>>

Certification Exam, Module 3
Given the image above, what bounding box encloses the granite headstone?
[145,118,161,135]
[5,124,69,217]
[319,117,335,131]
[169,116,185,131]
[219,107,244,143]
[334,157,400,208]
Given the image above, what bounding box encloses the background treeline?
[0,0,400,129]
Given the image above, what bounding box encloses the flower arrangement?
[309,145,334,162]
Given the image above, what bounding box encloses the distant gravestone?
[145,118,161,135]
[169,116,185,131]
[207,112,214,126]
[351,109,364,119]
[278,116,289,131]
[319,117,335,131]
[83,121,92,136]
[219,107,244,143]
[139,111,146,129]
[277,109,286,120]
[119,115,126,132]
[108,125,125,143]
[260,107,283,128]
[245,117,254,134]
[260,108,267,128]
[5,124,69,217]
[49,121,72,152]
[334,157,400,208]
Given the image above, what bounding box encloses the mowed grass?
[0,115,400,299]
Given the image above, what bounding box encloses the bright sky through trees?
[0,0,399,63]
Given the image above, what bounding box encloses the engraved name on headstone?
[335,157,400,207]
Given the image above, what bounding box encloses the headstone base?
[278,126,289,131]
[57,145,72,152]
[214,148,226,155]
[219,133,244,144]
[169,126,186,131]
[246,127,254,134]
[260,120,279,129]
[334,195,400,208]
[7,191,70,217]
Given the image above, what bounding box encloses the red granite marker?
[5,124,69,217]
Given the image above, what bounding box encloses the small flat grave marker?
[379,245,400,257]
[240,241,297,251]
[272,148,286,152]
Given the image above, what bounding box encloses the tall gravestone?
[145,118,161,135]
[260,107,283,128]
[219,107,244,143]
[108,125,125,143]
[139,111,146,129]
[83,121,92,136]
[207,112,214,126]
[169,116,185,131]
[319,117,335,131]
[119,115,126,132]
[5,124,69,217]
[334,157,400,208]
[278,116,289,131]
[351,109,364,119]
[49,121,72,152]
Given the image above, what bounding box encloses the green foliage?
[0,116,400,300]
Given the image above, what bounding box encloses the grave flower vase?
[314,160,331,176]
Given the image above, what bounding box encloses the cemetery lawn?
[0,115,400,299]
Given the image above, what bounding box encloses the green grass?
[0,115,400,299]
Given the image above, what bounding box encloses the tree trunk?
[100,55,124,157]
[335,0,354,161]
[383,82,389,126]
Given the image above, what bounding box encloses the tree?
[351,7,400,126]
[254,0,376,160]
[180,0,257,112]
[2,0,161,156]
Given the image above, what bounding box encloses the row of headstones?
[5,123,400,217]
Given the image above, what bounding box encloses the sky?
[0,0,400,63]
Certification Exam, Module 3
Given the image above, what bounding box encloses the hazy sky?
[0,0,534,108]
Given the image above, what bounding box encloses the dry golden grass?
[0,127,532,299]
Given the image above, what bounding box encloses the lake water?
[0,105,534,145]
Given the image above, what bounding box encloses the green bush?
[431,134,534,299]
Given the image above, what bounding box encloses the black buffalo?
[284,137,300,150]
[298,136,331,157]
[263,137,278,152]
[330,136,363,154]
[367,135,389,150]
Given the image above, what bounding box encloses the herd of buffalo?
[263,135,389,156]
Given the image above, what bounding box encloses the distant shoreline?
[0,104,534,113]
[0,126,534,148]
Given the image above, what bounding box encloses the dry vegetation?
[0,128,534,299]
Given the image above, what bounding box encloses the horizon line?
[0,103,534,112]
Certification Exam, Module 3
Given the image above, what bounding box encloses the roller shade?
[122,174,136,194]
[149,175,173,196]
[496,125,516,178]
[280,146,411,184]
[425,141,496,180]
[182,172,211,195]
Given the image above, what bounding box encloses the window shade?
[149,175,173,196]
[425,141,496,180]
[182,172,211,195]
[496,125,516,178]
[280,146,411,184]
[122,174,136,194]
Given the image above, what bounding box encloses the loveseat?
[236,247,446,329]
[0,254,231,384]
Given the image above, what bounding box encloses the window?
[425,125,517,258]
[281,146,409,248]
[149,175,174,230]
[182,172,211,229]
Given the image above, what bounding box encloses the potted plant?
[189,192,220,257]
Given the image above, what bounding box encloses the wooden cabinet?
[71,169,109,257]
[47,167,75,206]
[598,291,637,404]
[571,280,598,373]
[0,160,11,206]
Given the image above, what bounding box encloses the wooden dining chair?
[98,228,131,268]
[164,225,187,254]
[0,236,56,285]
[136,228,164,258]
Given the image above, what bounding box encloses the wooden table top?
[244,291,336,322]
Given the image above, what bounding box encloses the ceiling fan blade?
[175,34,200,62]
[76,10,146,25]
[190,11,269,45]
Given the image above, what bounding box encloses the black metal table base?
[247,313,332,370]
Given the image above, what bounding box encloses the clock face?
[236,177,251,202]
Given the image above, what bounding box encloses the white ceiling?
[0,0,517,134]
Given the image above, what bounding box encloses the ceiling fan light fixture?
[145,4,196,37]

<<

Job: Rescale the part of the listing that begins at the line containing "the window shade?" and ends after the line containing "[0,254,231,384]". Reproduce every line in that span, keeping the requests unchanged, and multiply each bounding-box coordinate in the answers by 2.45, rounding to whole numbers with halves rounded up.

Expected answer:
Given the image above, what bounding box encloses the window shade?
[365,429,424,480]
[1041,345,1215,441]
[446,421,517,478]
[1215,306,1264,436]
[686,358,1007,451]
[299,426,333,475]
Given the image above, what bounding box encloses the loveseat?
[578,605,1093,806]
[0,622,566,941]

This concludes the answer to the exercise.